----- Input -----
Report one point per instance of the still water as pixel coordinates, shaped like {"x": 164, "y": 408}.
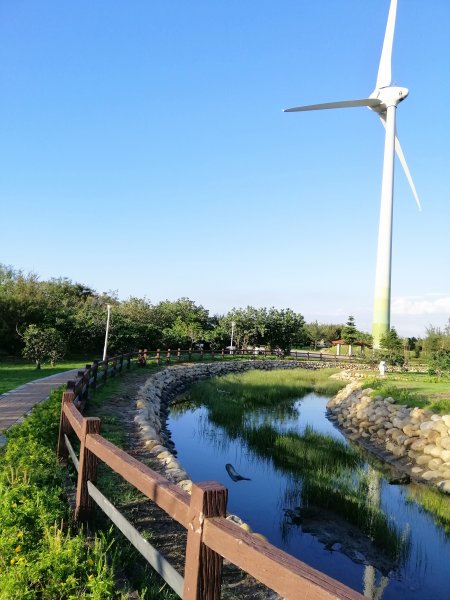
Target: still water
{"x": 266, "y": 500}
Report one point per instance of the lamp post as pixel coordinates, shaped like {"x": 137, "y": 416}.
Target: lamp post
{"x": 105, "y": 349}
{"x": 233, "y": 324}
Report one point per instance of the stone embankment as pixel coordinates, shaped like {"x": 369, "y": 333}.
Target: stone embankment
{"x": 162, "y": 389}
{"x": 417, "y": 440}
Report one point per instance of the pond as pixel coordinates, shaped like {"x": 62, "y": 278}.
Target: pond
{"x": 410, "y": 558}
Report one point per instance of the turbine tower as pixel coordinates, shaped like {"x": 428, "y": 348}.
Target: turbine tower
{"x": 383, "y": 101}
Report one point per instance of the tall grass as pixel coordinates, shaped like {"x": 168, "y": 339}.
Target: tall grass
{"x": 331, "y": 472}
{"x": 434, "y": 502}
{"x": 41, "y": 555}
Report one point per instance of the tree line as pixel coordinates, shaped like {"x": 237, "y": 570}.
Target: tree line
{"x": 50, "y": 319}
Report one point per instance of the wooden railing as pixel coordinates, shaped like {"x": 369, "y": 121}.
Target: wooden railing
{"x": 97, "y": 374}
{"x": 211, "y": 537}
{"x": 193, "y": 355}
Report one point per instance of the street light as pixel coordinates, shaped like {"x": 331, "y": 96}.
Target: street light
{"x": 108, "y": 307}
{"x": 233, "y": 324}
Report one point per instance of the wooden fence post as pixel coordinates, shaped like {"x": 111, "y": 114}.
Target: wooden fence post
{"x": 94, "y": 375}
{"x": 86, "y": 380}
{"x": 87, "y": 470}
{"x": 105, "y": 372}
{"x": 203, "y": 567}
{"x": 64, "y": 428}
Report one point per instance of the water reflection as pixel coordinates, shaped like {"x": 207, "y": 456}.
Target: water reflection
{"x": 397, "y": 553}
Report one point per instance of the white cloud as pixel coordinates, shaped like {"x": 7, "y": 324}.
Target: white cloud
{"x": 422, "y": 305}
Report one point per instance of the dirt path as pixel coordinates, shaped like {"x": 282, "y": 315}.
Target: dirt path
{"x": 165, "y": 534}
{"x": 17, "y": 403}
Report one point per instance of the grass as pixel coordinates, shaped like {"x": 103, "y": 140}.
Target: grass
{"x": 331, "y": 472}
{"x": 15, "y": 374}
{"x": 122, "y": 494}
{"x": 414, "y": 389}
{"x": 42, "y": 555}
{"x": 434, "y": 502}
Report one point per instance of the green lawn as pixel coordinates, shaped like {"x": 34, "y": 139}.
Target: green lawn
{"x": 13, "y": 375}
{"x": 415, "y": 389}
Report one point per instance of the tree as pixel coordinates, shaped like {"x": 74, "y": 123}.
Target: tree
{"x": 285, "y": 329}
{"x": 350, "y": 334}
{"x": 42, "y": 344}
{"x": 439, "y": 363}
{"x": 315, "y": 332}
{"x": 391, "y": 348}
{"x": 249, "y": 326}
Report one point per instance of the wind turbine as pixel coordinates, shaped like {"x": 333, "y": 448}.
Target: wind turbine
{"x": 383, "y": 101}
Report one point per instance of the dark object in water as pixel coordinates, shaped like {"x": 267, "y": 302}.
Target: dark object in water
{"x": 234, "y": 474}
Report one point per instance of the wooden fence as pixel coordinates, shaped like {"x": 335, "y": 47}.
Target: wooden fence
{"x": 193, "y": 355}
{"x": 211, "y": 537}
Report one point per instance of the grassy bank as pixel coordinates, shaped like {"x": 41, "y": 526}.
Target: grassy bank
{"x": 329, "y": 473}
{"x": 43, "y": 555}
{"x": 15, "y": 374}
{"x": 414, "y": 389}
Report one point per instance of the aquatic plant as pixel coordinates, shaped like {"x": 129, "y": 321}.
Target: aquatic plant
{"x": 432, "y": 501}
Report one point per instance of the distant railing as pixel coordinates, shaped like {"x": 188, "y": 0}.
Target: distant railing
{"x": 211, "y": 537}
{"x": 198, "y": 354}
{"x": 97, "y": 374}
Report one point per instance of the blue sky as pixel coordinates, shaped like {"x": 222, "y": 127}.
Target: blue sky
{"x": 143, "y": 149}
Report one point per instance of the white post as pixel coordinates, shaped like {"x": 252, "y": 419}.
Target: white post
{"x": 232, "y": 335}
{"x": 105, "y": 349}
{"x": 382, "y": 301}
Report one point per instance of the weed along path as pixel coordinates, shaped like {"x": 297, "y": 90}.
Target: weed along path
{"x": 14, "y": 405}
{"x": 310, "y": 490}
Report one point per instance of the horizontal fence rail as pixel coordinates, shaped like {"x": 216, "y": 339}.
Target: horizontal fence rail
{"x": 211, "y": 537}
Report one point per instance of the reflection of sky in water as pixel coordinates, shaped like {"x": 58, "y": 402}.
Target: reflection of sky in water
{"x": 204, "y": 449}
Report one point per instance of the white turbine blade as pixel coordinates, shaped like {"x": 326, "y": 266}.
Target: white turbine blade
{"x": 344, "y": 104}
{"x": 384, "y": 70}
{"x": 402, "y": 159}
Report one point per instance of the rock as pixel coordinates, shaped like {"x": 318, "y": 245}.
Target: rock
{"x": 445, "y": 486}
{"x": 429, "y": 475}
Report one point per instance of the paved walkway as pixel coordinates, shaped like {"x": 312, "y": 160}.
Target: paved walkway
{"x": 14, "y": 405}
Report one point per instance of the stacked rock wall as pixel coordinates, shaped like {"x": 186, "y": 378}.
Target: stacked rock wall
{"x": 418, "y": 440}
{"x": 155, "y": 396}
{"x": 160, "y": 390}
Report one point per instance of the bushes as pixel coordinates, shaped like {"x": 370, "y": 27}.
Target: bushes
{"x": 41, "y": 556}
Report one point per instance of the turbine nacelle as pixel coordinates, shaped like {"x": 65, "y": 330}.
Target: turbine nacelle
{"x": 388, "y": 96}
{"x": 383, "y": 101}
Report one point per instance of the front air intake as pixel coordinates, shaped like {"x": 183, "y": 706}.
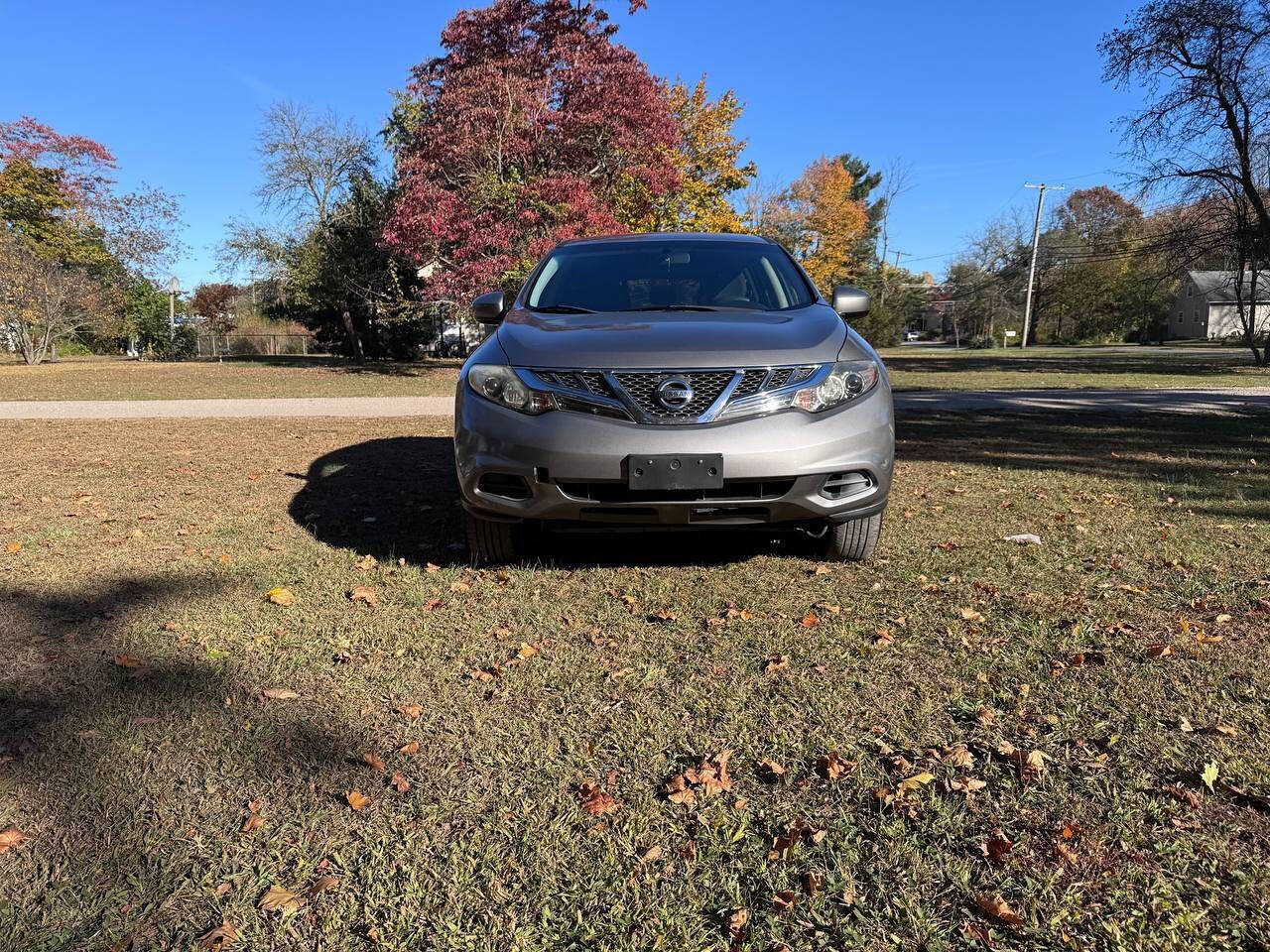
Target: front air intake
{"x": 504, "y": 484}
{"x": 846, "y": 485}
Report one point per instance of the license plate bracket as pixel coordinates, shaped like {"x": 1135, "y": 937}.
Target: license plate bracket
{"x": 675, "y": 471}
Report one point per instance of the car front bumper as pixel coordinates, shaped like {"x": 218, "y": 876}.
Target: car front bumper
{"x": 558, "y": 452}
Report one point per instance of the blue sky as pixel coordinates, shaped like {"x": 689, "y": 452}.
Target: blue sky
{"x": 976, "y": 96}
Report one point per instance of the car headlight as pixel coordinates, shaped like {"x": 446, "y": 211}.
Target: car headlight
{"x": 503, "y": 386}
{"x": 846, "y": 381}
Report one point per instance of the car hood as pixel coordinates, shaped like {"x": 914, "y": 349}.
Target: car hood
{"x": 672, "y": 339}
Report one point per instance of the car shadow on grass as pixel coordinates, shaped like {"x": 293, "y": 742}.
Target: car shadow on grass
{"x": 116, "y": 746}
{"x": 398, "y": 498}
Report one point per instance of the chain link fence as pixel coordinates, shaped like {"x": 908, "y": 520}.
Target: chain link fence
{"x": 257, "y": 345}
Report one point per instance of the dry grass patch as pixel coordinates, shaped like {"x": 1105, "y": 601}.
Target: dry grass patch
{"x": 116, "y": 379}
{"x": 631, "y": 747}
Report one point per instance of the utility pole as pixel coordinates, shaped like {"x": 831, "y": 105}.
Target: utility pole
{"x": 1032, "y": 272}
{"x": 173, "y": 289}
{"x": 881, "y": 298}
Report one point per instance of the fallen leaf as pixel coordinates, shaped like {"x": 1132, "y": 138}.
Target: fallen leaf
{"x": 218, "y": 938}
{"x": 324, "y": 884}
{"x": 833, "y": 766}
{"x": 361, "y": 593}
{"x": 278, "y": 898}
{"x": 997, "y": 848}
{"x": 680, "y": 791}
{"x": 771, "y": 771}
{"x": 280, "y": 597}
{"x": 917, "y": 779}
{"x": 595, "y": 800}
{"x": 10, "y": 838}
{"x": 997, "y": 907}
{"x": 776, "y": 662}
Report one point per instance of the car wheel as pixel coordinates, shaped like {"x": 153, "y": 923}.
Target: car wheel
{"x": 852, "y": 540}
{"x": 489, "y": 540}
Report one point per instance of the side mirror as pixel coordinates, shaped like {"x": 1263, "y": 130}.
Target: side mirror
{"x": 849, "y": 302}
{"x": 489, "y": 308}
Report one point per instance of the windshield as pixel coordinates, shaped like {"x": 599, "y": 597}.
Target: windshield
{"x": 681, "y": 275}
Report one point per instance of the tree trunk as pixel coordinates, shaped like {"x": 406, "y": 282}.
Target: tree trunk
-----
### Short problem
Take the line with "Report one point per instance of the utility" and all lines after it to the last line, and reproduce them exactly.

### Final answer
Report one point per instance of the utility pole as pixel coordinates, shaped like {"x": 831, "y": 105}.
Target: utility pole
{"x": 1032, "y": 272}
{"x": 173, "y": 289}
{"x": 881, "y": 298}
Report one point per instance of the fallen leaf as pixel coordinates, shaped like {"x": 1132, "y": 138}.
Target: fallen leaf
{"x": 218, "y": 938}
{"x": 324, "y": 884}
{"x": 833, "y": 766}
{"x": 361, "y": 593}
{"x": 278, "y": 898}
{"x": 997, "y": 848}
{"x": 680, "y": 791}
{"x": 771, "y": 771}
{"x": 280, "y": 597}
{"x": 917, "y": 779}
{"x": 595, "y": 800}
{"x": 10, "y": 838}
{"x": 997, "y": 907}
{"x": 776, "y": 662}
Report one point per instance of the car wheel as pixel coordinates, shaped like {"x": 153, "y": 923}.
Target: car wheel
{"x": 852, "y": 540}
{"x": 489, "y": 540}
Report one point per instance of the side mirror as pixel coordinates, shaped like {"x": 1263, "y": 130}.
Target: side mirror
{"x": 849, "y": 302}
{"x": 489, "y": 308}
Report one point per instance of the windshield as pixel coordinates, shaped like {"x": 599, "y": 597}.
Target: windshield
{"x": 681, "y": 275}
Report one point per instance of the tree trunk as pixel coordinates, shaped like {"x": 406, "y": 282}.
Target: tree trunk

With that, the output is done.